• **INFORMATION**:
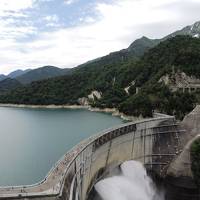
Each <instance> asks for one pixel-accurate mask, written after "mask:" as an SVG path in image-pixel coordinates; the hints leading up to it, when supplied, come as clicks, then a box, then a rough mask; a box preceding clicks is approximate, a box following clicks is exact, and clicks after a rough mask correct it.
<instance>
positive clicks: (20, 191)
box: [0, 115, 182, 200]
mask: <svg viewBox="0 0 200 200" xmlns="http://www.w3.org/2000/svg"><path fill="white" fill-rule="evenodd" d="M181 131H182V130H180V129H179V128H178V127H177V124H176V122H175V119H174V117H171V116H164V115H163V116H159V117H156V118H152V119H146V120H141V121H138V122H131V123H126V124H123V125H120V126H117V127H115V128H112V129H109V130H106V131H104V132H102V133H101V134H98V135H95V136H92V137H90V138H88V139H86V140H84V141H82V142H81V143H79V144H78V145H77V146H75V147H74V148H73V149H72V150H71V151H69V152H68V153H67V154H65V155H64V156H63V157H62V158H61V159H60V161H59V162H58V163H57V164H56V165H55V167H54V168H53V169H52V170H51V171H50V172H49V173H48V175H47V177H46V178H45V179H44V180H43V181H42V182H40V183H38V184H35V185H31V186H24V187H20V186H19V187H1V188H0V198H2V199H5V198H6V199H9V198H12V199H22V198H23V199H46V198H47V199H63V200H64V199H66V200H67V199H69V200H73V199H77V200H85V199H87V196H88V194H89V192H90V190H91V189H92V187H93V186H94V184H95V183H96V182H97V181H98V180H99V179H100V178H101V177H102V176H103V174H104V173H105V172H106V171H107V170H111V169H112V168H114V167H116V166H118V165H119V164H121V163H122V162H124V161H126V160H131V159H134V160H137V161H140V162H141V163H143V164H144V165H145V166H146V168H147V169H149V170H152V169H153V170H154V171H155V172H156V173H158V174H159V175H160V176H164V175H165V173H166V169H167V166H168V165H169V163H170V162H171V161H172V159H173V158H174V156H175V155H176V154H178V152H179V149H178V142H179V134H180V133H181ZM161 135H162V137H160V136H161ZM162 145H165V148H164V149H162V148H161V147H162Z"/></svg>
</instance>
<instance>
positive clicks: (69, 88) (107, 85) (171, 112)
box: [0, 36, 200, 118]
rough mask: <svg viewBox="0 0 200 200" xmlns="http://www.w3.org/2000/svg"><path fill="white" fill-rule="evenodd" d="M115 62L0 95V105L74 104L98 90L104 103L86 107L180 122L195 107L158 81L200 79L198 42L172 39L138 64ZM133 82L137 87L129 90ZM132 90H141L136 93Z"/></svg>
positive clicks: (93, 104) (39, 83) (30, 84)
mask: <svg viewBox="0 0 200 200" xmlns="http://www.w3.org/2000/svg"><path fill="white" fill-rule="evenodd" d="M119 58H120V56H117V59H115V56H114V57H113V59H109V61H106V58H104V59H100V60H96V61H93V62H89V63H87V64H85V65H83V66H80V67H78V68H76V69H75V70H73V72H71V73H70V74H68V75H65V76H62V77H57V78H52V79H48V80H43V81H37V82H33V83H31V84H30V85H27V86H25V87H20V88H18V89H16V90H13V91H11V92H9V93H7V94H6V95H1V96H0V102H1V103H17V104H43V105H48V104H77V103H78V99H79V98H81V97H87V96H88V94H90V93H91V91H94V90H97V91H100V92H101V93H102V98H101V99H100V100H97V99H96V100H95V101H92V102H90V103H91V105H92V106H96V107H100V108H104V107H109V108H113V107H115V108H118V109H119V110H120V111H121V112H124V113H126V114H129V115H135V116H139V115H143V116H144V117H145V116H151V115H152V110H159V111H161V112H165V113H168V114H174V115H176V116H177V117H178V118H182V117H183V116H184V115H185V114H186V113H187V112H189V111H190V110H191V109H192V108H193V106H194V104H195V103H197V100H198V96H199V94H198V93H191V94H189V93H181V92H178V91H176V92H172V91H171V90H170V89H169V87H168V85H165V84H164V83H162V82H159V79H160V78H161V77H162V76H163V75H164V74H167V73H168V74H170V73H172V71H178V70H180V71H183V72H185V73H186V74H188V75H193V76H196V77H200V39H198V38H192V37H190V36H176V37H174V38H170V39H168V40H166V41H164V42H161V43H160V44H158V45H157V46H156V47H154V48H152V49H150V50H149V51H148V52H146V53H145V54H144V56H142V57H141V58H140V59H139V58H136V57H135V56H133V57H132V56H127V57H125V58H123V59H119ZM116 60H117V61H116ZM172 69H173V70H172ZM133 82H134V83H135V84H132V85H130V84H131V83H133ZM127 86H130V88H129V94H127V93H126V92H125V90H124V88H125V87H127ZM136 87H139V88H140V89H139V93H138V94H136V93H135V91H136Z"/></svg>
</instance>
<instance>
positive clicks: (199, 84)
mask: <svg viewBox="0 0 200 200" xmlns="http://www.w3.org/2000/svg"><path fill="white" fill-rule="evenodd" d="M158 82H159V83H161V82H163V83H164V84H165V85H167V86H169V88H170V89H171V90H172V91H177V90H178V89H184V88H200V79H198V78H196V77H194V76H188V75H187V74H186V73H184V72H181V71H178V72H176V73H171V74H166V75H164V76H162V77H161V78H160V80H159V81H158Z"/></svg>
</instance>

• **ASSIGNMENT**:
Go through the material above and output exactly the lines from the one containing "positive clicks: (69, 88)" through the one containing "rough mask: <svg".

• **RESPONSE TO THIS EXERCISE**:
positive clicks: (69, 88) (107, 85) (171, 112)
box: [0, 36, 200, 118]
rough mask: <svg viewBox="0 0 200 200" xmlns="http://www.w3.org/2000/svg"><path fill="white" fill-rule="evenodd" d="M115 62L0 95V105L74 104L98 90L104 103L86 107L180 122L195 107L158 81L200 79L198 42L172 39L138 64ZM133 82L137 87L129 90ZM132 90H141L136 93Z"/></svg>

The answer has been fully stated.